● Extrait du document
• • • •

C’est presque rassurant, même.
Oui, j’ai toujours dit que soit les gens m’aiment soit ils me détestent. Il n’y a pas de juste milieu (rires).

Qu’est-ce que ça fait d’être sur Ipecac, le label de Mike Patton, où tu es entouré principalement de groupes de rock ?
Ils ont changé ma vie ! Mike nous a vraiment permis de nous faire un nom. On avait déjà sorti des disques avant mais si j’en suis là aujourd’hui, c’est grâce à lui. Ce label, c’est ma famille. Melvins, Isis – le groupe, je précise pour pas que tout le monde flippe (rires) -, Patton, Fantômas, tous ces groupes… Les tournées et les concerts qu’on a faits ensemble, je ne changerais tous ces souvenirs pour rien au monde ! Le fait de toujours sortir des disques pour eux, c’est cool ! J’ai été honoré qu’ils me demandent parfois ce que je pense de groupes qu’ils réfléchissent à intégrer au label. Greg (Werckma, cofondateur du label, ndr) me dit que je fais partie des directeurs du label maintenant (rires). Mais c’est cool d’être respecté par des poids lourds comme eux, des gens que j’admire, le fait que je les considère comme la famille et des amis maintenant, c’est une très bonne chose. Je ferai toujours des projets sur d’autres labels, et les gens hallucinent parfois que je fasse ça “qu’est ce qu’il s’est passé ?“. Rien ! Ipecac, c’est ma famille, je ne la quitterai jamais ! Parfois, je collabore ailleurs mais je reviens toujours à la maison.

• • • •

● Consigne donnée 1
Citez le passage de l'extrait d'entretien allant de « C’est presque rassurant, même. » à « groupes de rock ? ».

• • • •

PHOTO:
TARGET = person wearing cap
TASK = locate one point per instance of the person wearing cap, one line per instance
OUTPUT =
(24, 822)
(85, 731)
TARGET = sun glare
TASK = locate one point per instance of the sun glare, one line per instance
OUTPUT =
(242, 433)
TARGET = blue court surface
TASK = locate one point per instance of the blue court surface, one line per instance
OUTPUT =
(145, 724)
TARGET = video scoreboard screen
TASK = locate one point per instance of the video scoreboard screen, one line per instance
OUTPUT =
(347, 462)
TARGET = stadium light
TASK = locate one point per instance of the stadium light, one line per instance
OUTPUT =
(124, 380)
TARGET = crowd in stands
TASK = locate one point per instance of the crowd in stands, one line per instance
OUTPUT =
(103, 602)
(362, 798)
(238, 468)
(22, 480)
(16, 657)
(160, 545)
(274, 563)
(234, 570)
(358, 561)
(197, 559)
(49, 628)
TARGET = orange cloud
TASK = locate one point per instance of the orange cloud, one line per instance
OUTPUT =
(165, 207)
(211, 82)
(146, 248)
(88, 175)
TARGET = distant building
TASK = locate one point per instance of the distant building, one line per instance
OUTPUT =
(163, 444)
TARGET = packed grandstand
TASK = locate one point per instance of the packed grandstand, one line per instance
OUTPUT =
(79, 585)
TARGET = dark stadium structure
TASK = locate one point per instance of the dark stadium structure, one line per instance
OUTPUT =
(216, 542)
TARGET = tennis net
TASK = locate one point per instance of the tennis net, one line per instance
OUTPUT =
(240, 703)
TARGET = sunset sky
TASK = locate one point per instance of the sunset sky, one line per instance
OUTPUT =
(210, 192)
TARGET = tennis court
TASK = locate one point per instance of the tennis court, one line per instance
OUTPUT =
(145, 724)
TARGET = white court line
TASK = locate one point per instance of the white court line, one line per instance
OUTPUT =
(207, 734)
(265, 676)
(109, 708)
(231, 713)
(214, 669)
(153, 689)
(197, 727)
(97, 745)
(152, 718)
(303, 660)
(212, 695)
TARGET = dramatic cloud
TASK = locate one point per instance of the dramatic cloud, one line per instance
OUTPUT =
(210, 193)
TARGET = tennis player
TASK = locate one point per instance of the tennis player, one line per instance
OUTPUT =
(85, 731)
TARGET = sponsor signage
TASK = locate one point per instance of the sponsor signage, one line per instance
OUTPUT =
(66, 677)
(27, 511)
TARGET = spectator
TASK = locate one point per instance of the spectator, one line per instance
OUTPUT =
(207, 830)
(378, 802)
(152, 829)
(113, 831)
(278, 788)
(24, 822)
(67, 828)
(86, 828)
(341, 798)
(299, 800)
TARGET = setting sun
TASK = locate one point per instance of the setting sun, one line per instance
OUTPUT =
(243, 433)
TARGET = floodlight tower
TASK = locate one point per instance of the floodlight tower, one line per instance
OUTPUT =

• • • •

● Consigne donnée 2
Présentez en liste numérotée les lignes des enregistrements, de celle qui contient « TARGET = packed grandstand » jusqu'à la fin des enregistrements, les deux bornes comprises. Omettez les lignes vides et ne reprenez aucune autre ligne.

● Solution proposée 1
C’est presque rassurant, même.
Oui, j’ai toujours dit que soit les gens m’aiment soit ils me détestent. Il n’y a pas de juste milieu (rires).

Qu’est-ce que ça fait d’être sur Ipecac, le label de Mike Patton, où tu es entouré principalement de groupes de rock ?

● Solution proposée 2
1. TARGET = packed grandstand
2. TASK = locate one point per instance of the packed grandstand, one line per instance
3. OUTPUT =
4. (79, 585)
5. TARGET = dark stadium structure
6. TASK = locate one point per instance of the dark stadium structure, one line per instance
7. OUTPUT =
8. (216, 542)
9. TARGET = tennis net
10. TASK = locate one point per instance of the tennis net, one line per instance
11. OUTPUT =
12. (240, 703)
13. TARGET = sunset sky
14. TASK = locate one point per instance of the sunset sky, one line per instance
15. OUTPUT =
16. (210, 192)
17. TARGET = tennis court
18. TASK = locate one point per instance of the tennis court, one line per instance
19. OUTPUT =
20. (145, 724)
21. TARGET = white court line
22. TASK = locate one point per instance of the white court line, one line per instance
23. OUTPUT =
24. (207, 734)
25. (265, 676)
26. (109, 708)
27. (231, 713)
28. (214, 669)
29. (153, 689)
30. (197, 727)
31. (97, 745)
32. (152, 718)
33. (303, 660)
34. (212, 695)
35. TARGET = dramatic cloud
36. TASK = locate one point per instance of the dramatic cloud, one line per instance
37. OUTPUT =
38. (210, 193)
39. TARGET = tennis player
40. TASK = locate one point per instance of the tennis player, one line per instance
41. OUTPUT =
42. (85, 731)
43. TARGET = sponsor signage
44. TASK = locate one point per instance of the sponsor signage, one line per instance
45. OUTPUT =
46. (66, 677)
47. (27, 511)
48. TARGET = spectator
49. TASK = locate one point per instance of the spectator, one line per instance
50. OUTPUT =
51. (207, 830)
52. (378, 802)
53. (152, 829)
54. (113, 831)
55. (278, 788)
56. (24, 822)
57. (67, 828)
58. (86, 828)
59. (341, 798)
60. (299, 800)
61. TARGET = setting sun
62. TASK = locate one point per instance of the setting sun, one line per instance
63. OUTPUT =
64. (243, 433)
65. TARGET = floodlight tower
66. TASK = locate one point per instance of the floodlight tower, one line per instance
67. OUTPUT =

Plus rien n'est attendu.